▶ [EXERCISE REQUIREMENTS] Could you set out the data below as a numbered list, skipping any blank lines and leaving the pictures out of your answer?

▶ [ENTRIES]

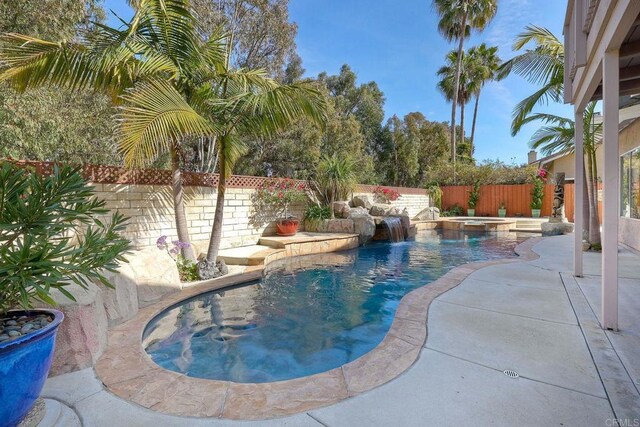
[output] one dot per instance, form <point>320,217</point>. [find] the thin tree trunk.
<point>594,221</point>
<point>473,124</point>
<point>456,89</point>
<point>178,204</point>
<point>462,106</point>
<point>585,204</point>
<point>216,230</point>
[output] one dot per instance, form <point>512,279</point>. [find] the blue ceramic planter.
<point>24,366</point>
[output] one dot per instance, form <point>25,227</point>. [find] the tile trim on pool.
<point>127,371</point>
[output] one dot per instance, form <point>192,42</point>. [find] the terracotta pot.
<point>287,227</point>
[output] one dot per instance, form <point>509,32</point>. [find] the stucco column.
<point>611,189</point>
<point>578,194</point>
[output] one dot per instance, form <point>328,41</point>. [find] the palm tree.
<point>336,178</point>
<point>543,65</point>
<point>158,52</point>
<point>250,103</point>
<point>457,19</point>
<point>558,135</point>
<point>486,63</point>
<point>467,85</point>
<point>172,85</point>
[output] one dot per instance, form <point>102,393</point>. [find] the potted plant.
<point>474,197</point>
<point>435,194</point>
<point>502,210</point>
<point>277,195</point>
<point>536,197</point>
<point>53,234</point>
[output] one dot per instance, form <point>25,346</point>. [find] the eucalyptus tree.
<point>336,178</point>
<point>558,136</point>
<point>158,48</point>
<point>543,66</point>
<point>485,67</point>
<point>171,85</point>
<point>457,19</point>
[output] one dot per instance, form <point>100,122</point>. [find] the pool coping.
<point>127,371</point>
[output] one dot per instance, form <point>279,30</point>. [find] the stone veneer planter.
<point>127,371</point>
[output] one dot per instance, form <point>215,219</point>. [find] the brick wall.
<point>150,208</point>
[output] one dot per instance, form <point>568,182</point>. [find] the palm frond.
<point>525,107</point>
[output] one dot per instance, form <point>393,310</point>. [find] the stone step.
<point>247,255</point>
<point>280,242</point>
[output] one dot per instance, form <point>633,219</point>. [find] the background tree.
<point>543,65</point>
<point>558,136</point>
<point>457,19</point>
<point>48,124</point>
<point>261,34</point>
<point>336,178</point>
<point>468,82</point>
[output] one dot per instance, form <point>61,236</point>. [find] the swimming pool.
<point>311,314</point>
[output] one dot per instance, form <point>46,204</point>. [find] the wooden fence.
<point>517,199</point>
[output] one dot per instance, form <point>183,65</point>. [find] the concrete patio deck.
<point>530,317</point>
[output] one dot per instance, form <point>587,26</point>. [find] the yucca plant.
<point>336,178</point>
<point>52,236</point>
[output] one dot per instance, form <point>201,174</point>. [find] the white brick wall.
<point>151,210</point>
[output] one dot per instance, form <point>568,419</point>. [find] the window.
<point>630,184</point>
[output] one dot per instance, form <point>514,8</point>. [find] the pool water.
<point>311,314</point>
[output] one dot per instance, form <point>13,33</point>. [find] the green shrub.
<point>474,196</point>
<point>317,213</point>
<point>454,210</point>
<point>53,233</point>
<point>537,194</point>
<point>435,193</point>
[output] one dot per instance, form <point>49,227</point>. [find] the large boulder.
<point>82,337</point>
<point>155,273</point>
<point>363,225</point>
<point>338,226</point>
<point>428,214</point>
<point>379,209</point>
<point>341,209</point>
<point>556,228</point>
<point>121,301</point>
<point>406,222</point>
<point>361,202</point>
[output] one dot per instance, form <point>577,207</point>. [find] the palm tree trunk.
<point>456,89</point>
<point>473,123</point>
<point>462,123</point>
<point>585,204</point>
<point>594,221</point>
<point>216,230</point>
<point>178,204</point>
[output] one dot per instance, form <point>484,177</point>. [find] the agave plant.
<point>336,178</point>
<point>52,236</point>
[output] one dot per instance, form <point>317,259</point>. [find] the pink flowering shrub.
<point>277,194</point>
<point>186,268</point>
<point>385,195</point>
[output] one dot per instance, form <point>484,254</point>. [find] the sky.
<point>396,44</point>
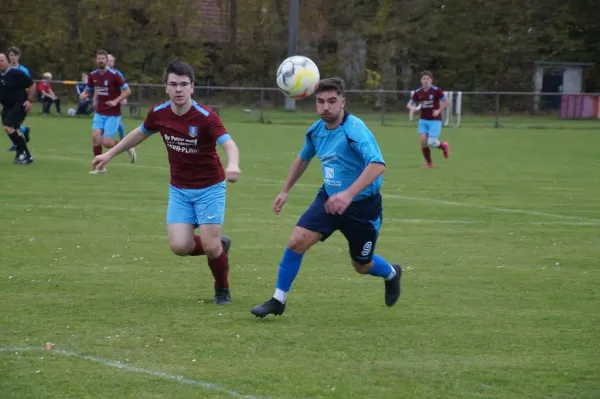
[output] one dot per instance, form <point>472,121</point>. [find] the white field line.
<point>248,217</point>
<point>392,196</point>
<point>133,369</point>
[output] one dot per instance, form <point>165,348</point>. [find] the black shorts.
<point>13,115</point>
<point>360,224</point>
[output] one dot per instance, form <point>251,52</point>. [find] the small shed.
<point>556,77</point>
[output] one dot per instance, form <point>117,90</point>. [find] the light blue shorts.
<point>197,206</point>
<point>108,124</point>
<point>432,129</point>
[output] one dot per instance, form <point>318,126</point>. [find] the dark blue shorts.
<point>359,224</point>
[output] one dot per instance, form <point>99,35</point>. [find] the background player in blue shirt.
<point>14,54</point>
<point>349,199</point>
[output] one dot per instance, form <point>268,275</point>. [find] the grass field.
<point>500,298</point>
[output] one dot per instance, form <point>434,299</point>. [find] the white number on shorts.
<point>367,248</point>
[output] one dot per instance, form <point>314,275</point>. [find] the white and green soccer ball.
<point>298,77</point>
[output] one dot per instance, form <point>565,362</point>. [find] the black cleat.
<point>226,241</point>
<point>222,296</point>
<point>272,306</point>
<point>392,287</point>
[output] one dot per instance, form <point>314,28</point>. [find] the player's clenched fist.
<point>100,161</point>
<point>232,173</point>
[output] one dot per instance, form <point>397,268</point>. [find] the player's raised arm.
<point>125,90</point>
<point>300,164</point>
<point>223,138</point>
<point>413,102</point>
<point>297,169</point>
<point>443,102</point>
<point>131,140</point>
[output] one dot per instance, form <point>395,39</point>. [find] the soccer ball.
<point>298,77</point>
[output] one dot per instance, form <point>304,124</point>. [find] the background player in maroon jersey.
<point>109,89</point>
<point>191,132</point>
<point>433,101</point>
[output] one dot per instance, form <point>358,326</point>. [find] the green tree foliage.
<point>469,44</point>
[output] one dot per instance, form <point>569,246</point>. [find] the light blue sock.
<point>381,268</point>
<point>121,130</point>
<point>288,270</point>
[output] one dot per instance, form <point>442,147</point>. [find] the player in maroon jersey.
<point>432,101</point>
<point>191,132</point>
<point>109,89</point>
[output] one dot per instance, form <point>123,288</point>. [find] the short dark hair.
<point>14,49</point>
<point>180,68</point>
<point>331,84</point>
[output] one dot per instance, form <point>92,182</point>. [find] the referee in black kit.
<point>16,94</point>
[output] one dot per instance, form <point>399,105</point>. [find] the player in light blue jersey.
<point>349,199</point>
<point>111,65</point>
<point>14,54</point>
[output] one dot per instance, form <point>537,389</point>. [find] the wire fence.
<point>387,107</point>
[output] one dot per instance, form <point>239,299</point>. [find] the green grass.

▶ [RESULT FOR THIS EXERCISE]
1. [output] one dot per instance, form <point>320,217</point>. [find] the thin tree trunk.
2. <point>594,221</point>
3. <point>473,124</point>
4. <point>456,89</point>
5. <point>178,204</point>
6. <point>462,106</point>
7. <point>585,204</point>
8. <point>216,230</point>
9. [output] one dot per instance, form <point>512,279</point>. [find] the blue ceramic planter.
10. <point>24,366</point>
11. [output] one dot per instance, form <point>25,227</point>. [find] the tile trim on pool.
12. <point>127,371</point>
13. [output] one dot per instance, form <point>192,42</point>. [find] the terracotta pot.
14. <point>287,227</point>
15. [output] one dot per instance, form <point>509,32</point>. [find] the stucco column.
16. <point>611,189</point>
17. <point>578,194</point>
18. [output] one dot per instance, form <point>328,41</point>. [find] the palm tree.
19. <point>336,178</point>
20. <point>543,65</point>
21. <point>158,52</point>
22. <point>250,103</point>
23. <point>457,19</point>
24. <point>558,135</point>
25. <point>486,63</point>
26. <point>467,85</point>
27. <point>172,85</point>
28. [output] one dot per instance, form <point>102,393</point>. [find] the potted plant.
29. <point>474,197</point>
30. <point>435,194</point>
31. <point>502,210</point>
32. <point>277,195</point>
33. <point>536,197</point>
34. <point>53,234</point>
35. [output] one dot per instance, form <point>25,346</point>. [find] the eucalyptus tree.
36. <point>336,178</point>
37. <point>558,136</point>
38. <point>158,48</point>
39. <point>543,66</point>
40. <point>485,67</point>
41. <point>171,85</point>
42. <point>457,19</point>
43. [output] one dot per instance, form <point>100,122</point>. [find] the pool coping.
44. <point>127,371</point>
45. [output] one dot per instance, form <point>279,30</point>. [find] the stone veneer planter.
46. <point>127,371</point>
47. [output] one dot per instance, form <point>215,219</point>. [find] the brick wall.
48. <point>150,208</point>
49. [output] one dot per instance, form <point>568,182</point>. [find] the palm frond.
50. <point>525,107</point>
51. [output] one dot per instance, form <point>393,310</point>. [find] the stone step.
52. <point>247,255</point>
53. <point>280,242</point>
54. [output] one dot per instance, form <point>633,219</point>. [find] the background tree.
55. <point>543,65</point>
56. <point>558,136</point>
57. <point>457,19</point>
58. <point>48,124</point>
59. <point>261,34</point>
60. <point>336,178</point>
61. <point>468,82</point>
62. [output] one dot per instance, form <point>61,236</point>. [find] the swimming pool.
63. <point>311,314</point>
64. [output] one dot per instance, form <point>46,204</point>. [find] the wooden fence.
65. <point>517,199</point>
66. [output] one dot per instance, form <point>183,65</point>. [find] the concrete patio deck.
67. <point>530,317</point>
68. [output] one dot per instance, form <point>587,26</point>. [find] the yucca plant.
69. <point>336,178</point>
70. <point>52,236</point>
71. [output] one dot per instance, form <point>201,174</point>. [find] the white brick wall.
72. <point>151,210</point>
73. [output] one dot per instance, form <point>568,419</point>. [find] the window.
74. <point>630,184</point>
75. [output] one dot per instance, form <point>514,8</point>. [find] the pool water.
76. <point>311,314</point>
77. [output] one dot per instance, form <point>13,33</point>. [find] the green shrub.
78. <point>474,196</point>
79. <point>317,213</point>
80. <point>454,210</point>
81. <point>53,233</point>
82. <point>537,194</point>
83. <point>435,193</point>
84. [output] one dot per instance, form <point>49,227</point>. [find] the large boulder.
85. <point>82,337</point>
86. <point>155,273</point>
87. <point>363,225</point>
88. <point>338,226</point>
89. <point>428,214</point>
90. <point>379,209</point>
91. <point>341,209</point>
92. <point>556,228</point>
93. <point>121,301</point>
94. <point>406,222</point>
95. <point>361,202</point>
96. [output] one dot per instance, form <point>577,207</point>. [find] the palm tree trunk.
97. <point>456,89</point>
98. <point>473,123</point>
99. <point>462,123</point>
100. <point>585,204</point>
101. <point>594,221</point>
102. <point>216,230</point>
103. <point>178,204</point>
104. [output] one dot per instance, form <point>484,177</point>. [find] the agave plant.
105. <point>336,178</point>
106. <point>52,236</point>
107. [output] one dot per instance, form <point>317,259</point>. [find] the pink flowering shrub.
108. <point>277,194</point>
109. <point>186,268</point>
110. <point>385,195</point>
111. [output] one dot per instance, form <point>484,254</point>. [find] the sky.
112. <point>396,44</point>
113. [output] one dot per instance, form <point>472,121</point>. [find] the white field line.
114. <point>248,217</point>
115. <point>392,196</point>
116. <point>133,369</point>
117. [output] one dot per instance, form <point>165,348</point>. [find] the black shorts.
118. <point>13,115</point>
119. <point>360,224</point>
120. [output] one dot per instance, form <point>251,52</point>. [find] the small shed.
121. <point>556,77</point>
122. [output] one dot per instance, form <point>117,90</point>. [find] the light blue shorts.
123. <point>197,206</point>
124. <point>108,124</point>
125. <point>432,129</point>
126. [output] one dot per instance, form <point>318,126</point>. [find] the dark blue shorts.
127. <point>359,224</point>
128. [output] one dot per instance, form <point>99,35</point>. [find] the background player in blue shirt.
129. <point>14,54</point>
130. <point>349,199</point>
131. [output] one dot per instance, form <point>268,275</point>. [find] the grass field.
132. <point>500,298</point>
133. [output] one dot per instance, form <point>434,299</point>. [find] the white number on shorts.
134. <point>367,248</point>
135. [output] one dot per instance, form <point>314,275</point>. [find] the white and green soccer ball.
136. <point>298,77</point>
137. [output] one dot per instance, form <point>565,362</point>. [find] the black cleat.
138. <point>226,241</point>
139. <point>222,296</point>
140. <point>272,306</point>
141. <point>392,287</point>
142. [output] one dot per instance, form <point>314,28</point>. [find] the player's clenched fist.
143. <point>100,161</point>
144. <point>232,173</point>
145. [output] one dot per instance, form <point>397,268</point>. [find] the player's raised arm.
146. <point>125,90</point>
147. <point>300,164</point>
148. <point>223,138</point>
149. <point>413,102</point>
150. <point>297,169</point>
151. <point>443,102</point>
152. <point>131,140</point>
153. [output] one dot per instance, form <point>395,39</point>. [find] the soccer ball.
154. <point>298,77</point>
155. [output] one dot per instance, form <point>304,124</point>. [find] the background player in maroon jersey.
156. <point>109,89</point>
157. <point>191,132</point>
158. <point>433,101</point>
159. [output] one dot per instance, form <point>358,326</point>. [find] the green tree foliage.
160. <point>469,44</point>
161. [output] one dot per instance, form <point>569,246</point>. [find] the light blue sock.
162. <point>381,268</point>
163. <point>121,130</point>
164. <point>288,270</point>
165. [output] one dot per instance, form <point>442,147</point>. [find] the player in maroon jersey.
166. <point>432,101</point>
167. <point>191,132</point>
168. <point>109,89</point>
169. [output] one dot per instance, form <point>123,288</point>. [find] the short dark hair.
170. <point>14,49</point>
171. <point>180,68</point>
172. <point>331,84</point>
173. [output] one dot per instance, form <point>92,182</point>. [find] the referee in black kit.
174. <point>16,94</point>
175. [output] one dot per instance, form <point>399,105</point>. [find] the player in light blue jersey.
176. <point>349,199</point>
177. <point>111,65</point>
178. <point>14,54</point>
179. [output] one dot per instance, form <point>537,389</point>. [find] the wire fence.
180. <point>387,107</point>
181. [output] one dot per instance, form <point>239,299</point>. [find] the green grass.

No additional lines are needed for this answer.